▼

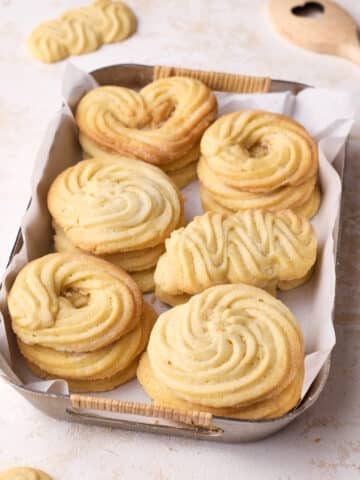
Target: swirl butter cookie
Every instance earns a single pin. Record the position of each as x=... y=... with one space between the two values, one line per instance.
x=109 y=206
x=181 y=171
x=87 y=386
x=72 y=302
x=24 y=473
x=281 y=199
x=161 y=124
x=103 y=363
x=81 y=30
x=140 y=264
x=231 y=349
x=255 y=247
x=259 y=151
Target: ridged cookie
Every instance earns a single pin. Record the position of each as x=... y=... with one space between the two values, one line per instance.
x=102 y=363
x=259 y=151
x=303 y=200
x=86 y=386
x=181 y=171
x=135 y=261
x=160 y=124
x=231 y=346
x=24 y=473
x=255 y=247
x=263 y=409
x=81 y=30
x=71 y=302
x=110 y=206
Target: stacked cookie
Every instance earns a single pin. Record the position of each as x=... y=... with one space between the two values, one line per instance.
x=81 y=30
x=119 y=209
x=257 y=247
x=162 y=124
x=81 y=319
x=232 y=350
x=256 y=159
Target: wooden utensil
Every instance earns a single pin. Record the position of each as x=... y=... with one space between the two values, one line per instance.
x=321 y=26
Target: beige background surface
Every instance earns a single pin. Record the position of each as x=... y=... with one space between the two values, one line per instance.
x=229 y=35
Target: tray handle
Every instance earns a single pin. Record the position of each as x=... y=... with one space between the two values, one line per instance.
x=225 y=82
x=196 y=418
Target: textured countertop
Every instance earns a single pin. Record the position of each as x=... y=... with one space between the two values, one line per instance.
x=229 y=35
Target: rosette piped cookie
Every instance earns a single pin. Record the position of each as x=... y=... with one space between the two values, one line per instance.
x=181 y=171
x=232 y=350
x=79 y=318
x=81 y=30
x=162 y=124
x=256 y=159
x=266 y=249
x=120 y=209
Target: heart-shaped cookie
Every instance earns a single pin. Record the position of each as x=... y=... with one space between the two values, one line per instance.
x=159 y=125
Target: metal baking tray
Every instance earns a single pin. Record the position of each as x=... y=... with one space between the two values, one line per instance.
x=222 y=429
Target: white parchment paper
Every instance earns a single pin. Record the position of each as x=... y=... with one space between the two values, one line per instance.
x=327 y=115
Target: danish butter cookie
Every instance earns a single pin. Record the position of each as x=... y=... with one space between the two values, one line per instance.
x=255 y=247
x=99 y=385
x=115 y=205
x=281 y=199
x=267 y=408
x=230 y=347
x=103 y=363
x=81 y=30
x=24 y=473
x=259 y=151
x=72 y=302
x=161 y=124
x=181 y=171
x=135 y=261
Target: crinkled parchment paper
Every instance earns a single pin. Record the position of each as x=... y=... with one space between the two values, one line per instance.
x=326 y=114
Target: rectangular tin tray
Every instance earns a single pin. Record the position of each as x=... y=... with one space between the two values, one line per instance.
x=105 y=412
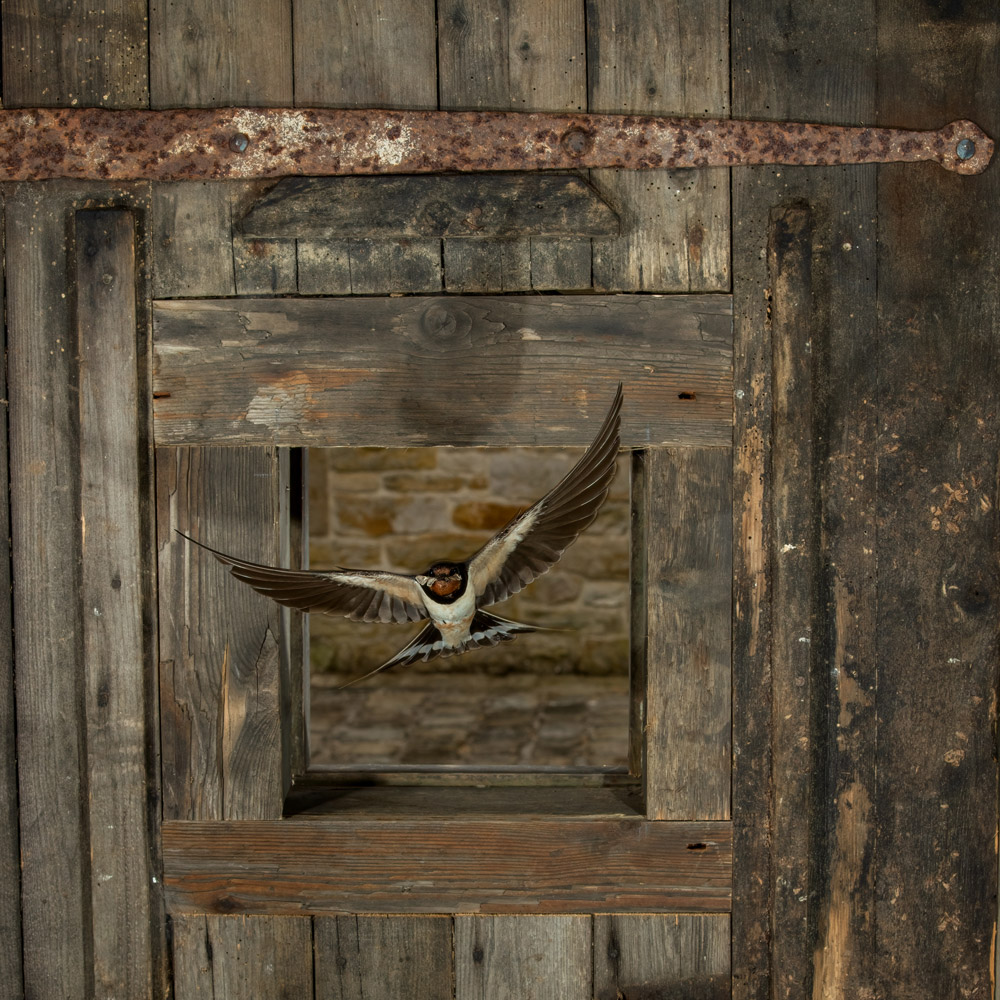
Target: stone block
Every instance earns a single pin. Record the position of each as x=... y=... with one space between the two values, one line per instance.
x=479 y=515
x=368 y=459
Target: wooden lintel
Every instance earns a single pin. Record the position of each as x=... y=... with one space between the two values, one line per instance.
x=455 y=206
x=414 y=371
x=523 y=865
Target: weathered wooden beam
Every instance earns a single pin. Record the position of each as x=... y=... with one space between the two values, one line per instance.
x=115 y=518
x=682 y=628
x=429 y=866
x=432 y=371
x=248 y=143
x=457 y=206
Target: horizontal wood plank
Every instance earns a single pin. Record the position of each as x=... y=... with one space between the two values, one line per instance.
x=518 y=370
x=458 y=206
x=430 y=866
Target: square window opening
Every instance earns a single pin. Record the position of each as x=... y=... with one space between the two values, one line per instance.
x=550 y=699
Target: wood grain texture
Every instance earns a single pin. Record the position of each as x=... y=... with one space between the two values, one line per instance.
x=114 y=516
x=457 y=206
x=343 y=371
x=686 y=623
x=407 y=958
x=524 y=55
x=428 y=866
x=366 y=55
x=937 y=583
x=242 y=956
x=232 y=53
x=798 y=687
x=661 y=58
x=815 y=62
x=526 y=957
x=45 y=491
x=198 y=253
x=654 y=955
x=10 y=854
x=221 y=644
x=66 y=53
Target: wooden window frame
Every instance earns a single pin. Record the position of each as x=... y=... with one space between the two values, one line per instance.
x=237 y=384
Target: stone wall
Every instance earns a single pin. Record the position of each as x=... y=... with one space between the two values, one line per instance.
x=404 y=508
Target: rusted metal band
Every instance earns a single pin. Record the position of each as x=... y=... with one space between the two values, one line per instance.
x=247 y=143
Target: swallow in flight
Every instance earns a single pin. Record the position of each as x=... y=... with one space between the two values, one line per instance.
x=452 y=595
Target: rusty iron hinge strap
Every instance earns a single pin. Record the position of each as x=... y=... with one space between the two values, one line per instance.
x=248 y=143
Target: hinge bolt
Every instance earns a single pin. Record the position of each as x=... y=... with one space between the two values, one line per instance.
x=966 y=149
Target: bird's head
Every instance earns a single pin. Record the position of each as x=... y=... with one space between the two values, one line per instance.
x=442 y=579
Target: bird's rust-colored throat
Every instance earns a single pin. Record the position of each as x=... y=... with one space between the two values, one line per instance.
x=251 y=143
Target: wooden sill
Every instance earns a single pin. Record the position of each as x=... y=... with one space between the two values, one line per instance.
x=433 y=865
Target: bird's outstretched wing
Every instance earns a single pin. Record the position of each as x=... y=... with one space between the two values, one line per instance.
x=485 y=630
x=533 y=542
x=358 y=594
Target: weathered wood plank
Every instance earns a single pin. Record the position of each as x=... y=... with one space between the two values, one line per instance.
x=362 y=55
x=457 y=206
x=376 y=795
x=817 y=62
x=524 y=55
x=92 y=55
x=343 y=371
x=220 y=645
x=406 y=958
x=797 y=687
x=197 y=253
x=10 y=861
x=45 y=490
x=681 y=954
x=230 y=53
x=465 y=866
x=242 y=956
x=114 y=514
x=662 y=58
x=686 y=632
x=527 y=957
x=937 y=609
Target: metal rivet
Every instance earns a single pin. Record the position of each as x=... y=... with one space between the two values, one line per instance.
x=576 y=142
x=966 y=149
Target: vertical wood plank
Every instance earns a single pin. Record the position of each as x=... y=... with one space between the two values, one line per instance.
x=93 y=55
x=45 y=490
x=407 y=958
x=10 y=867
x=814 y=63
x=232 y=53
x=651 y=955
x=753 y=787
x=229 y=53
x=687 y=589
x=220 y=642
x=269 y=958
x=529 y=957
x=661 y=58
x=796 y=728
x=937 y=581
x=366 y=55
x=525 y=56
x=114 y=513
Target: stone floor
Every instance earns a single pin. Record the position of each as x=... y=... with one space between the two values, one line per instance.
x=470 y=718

▲

=== Task objective ===
Copy every item above word for word, leaving out the pictures.

=== Response to the exercise ===
Target: swirl butter cookie
Every instance earns a single pin. Record the position of each as x=... y=... with one space between the two values, one line per instance.
x=109 y=206
x=181 y=171
x=87 y=386
x=72 y=302
x=24 y=473
x=281 y=199
x=161 y=124
x=103 y=363
x=81 y=30
x=140 y=264
x=231 y=349
x=255 y=247
x=259 y=151
Target: ridged cookie
Every instance earns a single pin. Record the position of each as x=... y=... with one space between the two values, one line per instance.
x=102 y=363
x=259 y=151
x=303 y=200
x=86 y=386
x=181 y=171
x=135 y=261
x=160 y=124
x=231 y=346
x=24 y=473
x=255 y=247
x=263 y=409
x=81 y=30
x=71 y=302
x=110 y=206
Target: stacked cookie
Every instance earns a single pin. Record the position of each as x=... y=... with one space between the two values, one line per instance.
x=81 y=30
x=119 y=209
x=257 y=247
x=162 y=124
x=81 y=319
x=232 y=350
x=256 y=159
Target: wooden utensil
Every instance earns a single pin. Record the position of each as x=... y=... with one space between the two values, one line per instance.
x=321 y=26
Target: beige background surface
Every instance earns a single pin. Record the position of each as x=... y=... with one space between the two values, one line per instance.
x=229 y=35
Target: tray handle
Every instance earns a single pin. Record the position of each as x=... y=... with one space between the two values, one line per instance.
x=225 y=82
x=196 y=418
Target: textured countertop
Every instance earns a single pin. Record the position of each as x=... y=... with one space between the two values, one line per instance.
x=229 y=35
Target: rosette piped cookie
Every instance earns a single pin. Record the position of each as x=... y=... with one space between the two values, one line per instance.
x=181 y=171
x=232 y=350
x=79 y=318
x=81 y=30
x=162 y=124
x=256 y=159
x=266 y=249
x=120 y=209
Target: heart-shaped cookie
Every instance earns a single pin. Record the position of each as x=... y=... with one space between the two values, one line per instance.
x=159 y=125
Target: metal baking tray
Every instance earns a single pin. Record the position of each as x=... y=... with one space between the two values, one line per instance.
x=222 y=429
Target: white parchment paper
Every instance earns a single pin. Record the position of each as x=... y=... with one space between the two values, one line per instance.
x=327 y=115
Target: danish butter cookie
Every instance earns a single pin. Record the position of each as x=... y=... with one space between the two values, one line per instance.
x=255 y=247
x=99 y=385
x=115 y=205
x=281 y=199
x=267 y=408
x=230 y=347
x=103 y=363
x=81 y=30
x=24 y=473
x=259 y=151
x=72 y=302
x=161 y=124
x=181 y=171
x=135 y=261
Target: crinkled parchment paper
Every instance earns a single pin. Record the position of each as x=... y=... with one space between the two values, one line per instance.
x=326 y=114
Target: rectangular tin tray
Every instance earns a single pin. Record the position of each as x=... y=... with one space between the two values, one line per instance.
x=105 y=412
Target: stone block
Every instance earns a single pin. Record the position of each as x=... y=... with one space between the two values, one line per instance.
x=479 y=515
x=368 y=459
Target: wooden lintel
Every instance earns a single pin. Record the position of each as x=... y=... with one space between the two values, one line per instance.
x=455 y=206
x=414 y=371
x=523 y=865
Target: weathered wooden beam
Every instance earns a single pin. Record the position of each as x=... y=... with one space between the two values, one line per instance.
x=115 y=518
x=682 y=628
x=429 y=866
x=432 y=371
x=248 y=143
x=457 y=206
Target: horizontal wood plank
Every instance earns a single pin. Record the position of each as x=... y=... with one space between the two values, one line per instance.
x=518 y=370
x=458 y=206
x=430 y=866
Target: square window opening
Every instance earns a single pin. Record the position of each as x=... y=... with one space between the two values, one line per instance.
x=550 y=699
Target: wood grain texture
Every instance earns a single pin. Record the position of each as x=... y=... with one space between the two values, one line per instance.
x=114 y=516
x=457 y=206
x=343 y=371
x=686 y=623
x=407 y=958
x=524 y=55
x=428 y=866
x=366 y=55
x=937 y=583
x=242 y=956
x=232 y=53
x=798 y=687
x=661 y=58
x=815 y=62
x=526 y=957
x=45 y=491
x=198 y=253
x=654 y=955
x=10 y=854
x=221 y=644
x=66 y=53
Target: wooden window frame
Every instance earns a single pin. Record the position of each as x=... y=... with one space between the two values, one line per instance.
x=237 y=384
Target: stone wall
Every instance earns a single pin. Record the position of each as x=... y=... with one space between the two values, one line per instance.
x=404 y=508
Target: rusted metal band
Every instance earns a single pin. Record the position of each as x=... y=... with one space between the two values, one line per instance.
x=247 y=143
Target: swallow in flight
Every instance earns a single pin. Record the position of each as x=... y=... with one space between the two values, one line per instance.
x=452 y=595
Target: rusty iron hinge strap
Every instance earns a single pin. Record the position of each as x=... y=... with one space between the two values, one line per instance.
x=248 y=143
Target: hinge bolt
Every instance earns a single pin. Record the position of each as x=... y=... with one space between the two values, one line per instance.
x=966 y=149
Target: bird's head
Every instance earns a single pin. Record the position of each as x=... y=... with one space between the two values, one line per instance.
x=442 y=579
Target: bird's rust-colored throat
Every instance earns a single pin. Record the position of each as x=... y=... with one space between the two values, one line per instance.
x=251 y=143
Target: wooden sill
Every instance earns a single pin. Record the position of each as x=... y=... with one space between the two values, one line per instance.
x=433 y=865
Target: bird's outstretched wing
Every instance earns a single pin. Record the position of each as x=... y=... with one space between the two values, one line per instance.
x=485 y=630
x=533 y=542
x=358 y=594
Target: weathered wood plank
Every instance earns a single pin. Record the position of each as x=... y=... with one space between the two values, one line per instance.
x=362 y=55
x=457 y=206
x=376 y=795
x=817 y=62
x=524 y=55
x=92 y=55
x=343 y=371
x=220 y=645
x=406 y=958
x=797 y=687
x=197 y=253
x=10 y=861
x=45 y=490
x=681 y=954
x=230 y=53
x=465 y=866
x=242 y=956
x=114 y=514
x=662 y=58
x=686 y=632
x=527 y=957
x=937 y=609
Target: metal rivet
Every instance earns a single pin. Record the position of each as x=... y=... with one space between the two values, one line per instance.
x=576 y=142
x=966 y=149
Target: vertical wood plank
Every instance earns a single pin. Record the position of each as x=... y=... with one space between the two values, one line per instance.
x=93 y=55
x=45 y=490
x=407 y=958
x=10 y=867
x=814 y=63
x=232 y=53
x=651 y=955
x=753 y=787
x=229 y=53
x=687 y=589
x=220 y=642
x=269 y=958
x=529 y=957
x=661 y=58
x=796 y=728
x=937 y=581
x=366 y=55
x=525 y=56
x=114 y=513
Target: stone floor
Every instance earns a single pin. Record the position of each as x=... y=... with one space between the two values, one line per instance.
x=470 y=718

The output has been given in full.